**Given passage:**
Three Niagarans arrested on Project Skylark

Firearms including two assault-style rifles and a combat shotgun seized during Project Skylark are shown in an OPP handout image.

Three Niagara Falls men, including one longtime outlaw biker, face drug and firearms charges as part of a sprawling 14-month-long joint forces police probe that led to the arrest of 12 other people resulting in a total of 195 criminal charges laid.

Two members of the Hells Angels Nomad chapter, based in Sudbury, were among those arrested during Project Skylark, which investigated a drug-trafficking network in Niagara, Ottawa and Sudbury. Members of two Hells Angels subordinate clubs — The Red Devils and the Hooligans — were also arrested.

A Hells Angels Nomad vest seized by police during Project Skylark - Special to Torstar
A Hells Angels Nomad vest seized by police during Project Skylark – Special to Torstar

Among those arrested is 31-year-old Keith Earle of Niagara Falls, who faces 23 criminal charges including several for cocaine trafficking and four related to human trafficking, including two charges of procuring a person for a sexual purpose.

Earle is a member of the Red Devils but in 2013 was a member of the Black Pistons, a club controlled by the Outlaws, once a major rival to the Hells Angels.

Two other Niagara Falls men charged in Project Skylark — William John (Jesse) Hunter, 30, and Dillon Keeley, 24 — were not identified by police as being members of a biker club. They face drug-trafficking and gun charges.

Ontario Provincial Police along with Niagara Regional, Hamilton and Ottawa police departments announced Project Skylark which targeted drug trafficking and with other crimes in those jurisdictions. - Bob Tymczyszyn , Torstar
Ontario Provincial Police along with Niagara Regional, Hamilton and Ottawa police departments announced Project Skylark which targeted drug trafficking and with other crimes in those jurisdictions. – Bob Tymczyszyn , Torstar

The 13 men and two women arrested were in custody in Sudbury pending bailing hearings.

Police said the operation also included two people from Hamilton, one from Blind River and one from Orleans, and involved trafficking fentanyl patches, cocaine, methamphetamines, oxycodone, cannabis, and shatter (a highly concentrated form of THC, the active substance in cannabis).

“These individuals would have not formed criminal networks without their association to the Hells Angels, The Red Devils or The Hooligans,” Ontario Provincial Police Supt. Bryan MacKillop said.

MacKillop disclosed few details about the police investigation Wednesday. In response to specific questions about how the bikers and their allies were moving drugs and trafficking people, he said an investigation is ongoing.

**Recorded information:**
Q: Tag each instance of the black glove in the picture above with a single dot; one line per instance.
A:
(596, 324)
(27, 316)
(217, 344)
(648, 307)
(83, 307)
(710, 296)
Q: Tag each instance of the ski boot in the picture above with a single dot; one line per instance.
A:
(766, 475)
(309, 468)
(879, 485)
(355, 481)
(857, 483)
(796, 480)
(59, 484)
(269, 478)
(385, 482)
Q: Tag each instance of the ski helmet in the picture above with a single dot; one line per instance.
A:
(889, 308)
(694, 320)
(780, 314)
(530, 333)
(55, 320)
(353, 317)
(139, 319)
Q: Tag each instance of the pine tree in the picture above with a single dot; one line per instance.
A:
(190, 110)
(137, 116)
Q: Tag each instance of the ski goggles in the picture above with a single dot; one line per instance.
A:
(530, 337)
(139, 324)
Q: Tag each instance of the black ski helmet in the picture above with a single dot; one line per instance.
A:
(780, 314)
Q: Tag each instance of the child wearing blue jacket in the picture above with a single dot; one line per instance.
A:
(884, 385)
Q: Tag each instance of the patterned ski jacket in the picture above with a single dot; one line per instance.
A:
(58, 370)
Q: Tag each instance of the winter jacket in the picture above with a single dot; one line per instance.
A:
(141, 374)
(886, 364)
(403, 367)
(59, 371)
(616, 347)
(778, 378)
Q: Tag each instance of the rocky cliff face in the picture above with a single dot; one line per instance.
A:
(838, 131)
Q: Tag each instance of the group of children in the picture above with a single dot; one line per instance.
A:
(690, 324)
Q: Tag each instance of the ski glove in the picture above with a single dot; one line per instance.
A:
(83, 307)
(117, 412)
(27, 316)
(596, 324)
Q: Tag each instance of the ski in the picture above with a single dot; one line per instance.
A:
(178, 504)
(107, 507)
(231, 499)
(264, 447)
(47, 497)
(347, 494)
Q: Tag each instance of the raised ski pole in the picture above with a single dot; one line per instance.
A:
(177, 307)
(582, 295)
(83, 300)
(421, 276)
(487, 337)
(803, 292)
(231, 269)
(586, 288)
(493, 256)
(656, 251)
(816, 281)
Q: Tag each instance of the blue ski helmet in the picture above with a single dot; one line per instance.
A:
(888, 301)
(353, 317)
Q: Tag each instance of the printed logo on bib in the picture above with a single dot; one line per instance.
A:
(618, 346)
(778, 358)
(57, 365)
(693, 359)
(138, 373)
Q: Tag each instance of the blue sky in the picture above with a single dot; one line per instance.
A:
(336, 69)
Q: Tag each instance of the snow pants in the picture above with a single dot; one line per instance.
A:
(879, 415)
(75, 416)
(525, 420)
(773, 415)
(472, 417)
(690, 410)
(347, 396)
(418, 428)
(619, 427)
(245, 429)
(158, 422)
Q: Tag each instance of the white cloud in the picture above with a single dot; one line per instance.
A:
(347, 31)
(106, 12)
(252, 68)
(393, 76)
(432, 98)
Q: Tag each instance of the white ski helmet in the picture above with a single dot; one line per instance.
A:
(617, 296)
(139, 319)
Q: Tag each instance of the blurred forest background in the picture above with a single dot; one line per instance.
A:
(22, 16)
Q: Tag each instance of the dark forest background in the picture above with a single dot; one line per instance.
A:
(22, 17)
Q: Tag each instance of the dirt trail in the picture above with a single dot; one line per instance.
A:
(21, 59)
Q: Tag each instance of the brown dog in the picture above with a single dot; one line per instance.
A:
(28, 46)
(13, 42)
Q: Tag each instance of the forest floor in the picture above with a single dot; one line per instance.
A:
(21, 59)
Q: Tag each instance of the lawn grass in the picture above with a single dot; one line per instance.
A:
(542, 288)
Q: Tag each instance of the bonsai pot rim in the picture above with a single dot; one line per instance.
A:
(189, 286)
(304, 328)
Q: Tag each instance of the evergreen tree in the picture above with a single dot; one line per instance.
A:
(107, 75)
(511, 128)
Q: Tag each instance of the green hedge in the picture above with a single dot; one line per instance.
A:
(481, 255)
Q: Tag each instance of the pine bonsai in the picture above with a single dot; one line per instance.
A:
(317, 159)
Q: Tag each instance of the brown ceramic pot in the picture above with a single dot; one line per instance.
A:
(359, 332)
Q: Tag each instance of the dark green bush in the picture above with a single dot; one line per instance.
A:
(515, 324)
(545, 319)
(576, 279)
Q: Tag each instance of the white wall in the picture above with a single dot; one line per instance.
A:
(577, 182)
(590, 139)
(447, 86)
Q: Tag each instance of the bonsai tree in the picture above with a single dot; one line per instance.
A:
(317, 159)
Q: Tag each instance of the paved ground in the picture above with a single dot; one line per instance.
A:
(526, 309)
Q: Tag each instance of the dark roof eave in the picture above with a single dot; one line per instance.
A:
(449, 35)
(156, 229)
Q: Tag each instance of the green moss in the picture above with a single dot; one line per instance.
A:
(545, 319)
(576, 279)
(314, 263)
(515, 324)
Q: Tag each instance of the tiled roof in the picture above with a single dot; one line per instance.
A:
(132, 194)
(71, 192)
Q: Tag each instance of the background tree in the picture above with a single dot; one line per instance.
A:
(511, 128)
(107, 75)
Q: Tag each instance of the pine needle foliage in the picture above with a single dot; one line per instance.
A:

**Written exercise 1:**
Rewrite the paragraph of the Project Skylark article that begins "Police said the operation also included" as a short bulleted list that keeps its main facts.
**Written exercise 2:**
According to the Project Skylark article, how many criminal charges were laid in total?
**Written exercise 3:**
Continue the Project Skylark article from its final sentence.

**Answer 1:**
According to police:
- The operation also included two people from Hamilton, one from Blind River and one from Orleans.
- It involved trafficking fentanyl patches, cocaine, methamphetamines, oxycodone, cannabis and shatter, a highly concentrated form of THC, the active substance in cannabis.

**Answer 2:**
A total of 195 criminal charges were laid.

**Answer 3:**
He did say in the case of fentanyl patches, the drugs were “diverted” from their legal use to be trafficked, although he would not provide further details.

He also would not say how many people were trafficked nor in what cities.

“Human trafficking is prolific,” MacKillop said. “And organized crime groups use people as another commodity because their activities are always profit-driven.”

Acting Niagara Regional Police Chief Brett Flynn said he could not disclose how his officers became involved in Project Skylark except to say they joined the investigation early in the process.

He said the trafficking operations in three cities show how outlaw bikers are no longer content to only engage in criminal activity in the communities in which they are based. Rather, he said, they use their networks to move drugs across the province and link up with other criminal operations.

“It used to be that organized crime groups, like outlaw biker clubs, more or less kept to their own. Now you are seeing these groups networking together because they know they can make a profit,” he said.

The arrests represent the first high-profile Niagara arrests linked to outlaw biker club activity in several years.

In 2006, the joint forces Project Tandem resulted in the arrests of most of the Niagara chapter of the Hells Angels, and eventually led to the seizure of their clubhouse on Darby Road in Welland.

In 2013, Project Resurgence led to the arrests of several lower-level biker club members, including members of the Black Pistons.

Police intelligence sources said those projects were significant blows to local biker clubs, but it did not kill them off entirely. Over time, the clubs reformed with new members.

The Hells Angels, based in Niagara Falls, still have a presence as does their local puppet club the Renegades. Police intelligence sources could not immediately say how many active outlaw bikers are in Niagara.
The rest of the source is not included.